DOCUMENT EXCERPT>
= = = = =

Thursday, September 17, 2009

Security Induced Insecurity

So, the last few days have been a roller coaster of emotions for me. And it's frustrating because I should just be happy. Things are good! But NOOOOO I am paranoid and insecure, all because I am feeling SECURE!!

How to explain?

I feel very confident and comfortable in my relationship with M. We are becoming very close, as friends and as potentially more. I trust him wholeheartedly. We have great conversations and continue to learn more about each other. In the beginning it was a mixture of "wanting to take it slow" and the eagerness of wanting to talk all the time, missing him like mad, and butterflies. As the time has gone by, especially in the last few days, I don't feel the need to talk/text all day. I am not stressed on "when will I see him again?". I know I WILL see him again, so when isn't as stressful. Our texting has slowed down some.... Things are changing some. And in one way that feels great and makes me happy. I think it signifies a security and comfort in the relationship. That you know that the relationship is strong and moving forward. No need to rush, no need to be needy, just enjoy it as it goes along. On the other hand....

= = = = =

COLLECTED MATERIAL>

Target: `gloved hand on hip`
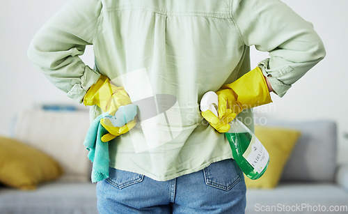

= = = = =

TASK GOAL> Carry on the "Security Induced Insecurity" blog post from the point where it stops. The data is separate material and has nothing to do with the post.

FINAL RESULT>
He has been acting the same way in return. He's also been a little stressed and reflective of all the stuff that's happened the last year. (He's had a hell of a year). So he's been a little more reserved. Or so it feels. A little withdrawn, or so it feels. I have started to over analyze EVERYTHING that he does now. I am so secure with how I feel, where he stands with me, and where I want things to go. But I find myself more INsecure with how he feels, where I stand with him, and where he wants things to go (if at all). I did ask him and he said we are good, though I still wonder. I feel neurotic!! I don't doubt what he says ...

I am scared. Guess that's the only way to sum it up. I feel AMAZING with him and am happier than I have ever felt. My friends have noticed and commented to the same regard. This is so different, so great, and so WHAT I WANT. So what if it's all gone tomorrow? What if he changes his mind? What if the stress of the last year makes him run from this? What if, what if, what if....

And that makes me feel stupid. Because I know we can't live in what if's. I know that alone will destroy anything that's happening because I will become insecure and push him away. Hence the writing it out. (though it suddenly feels like I'm talking to myself and need a straight jacket....).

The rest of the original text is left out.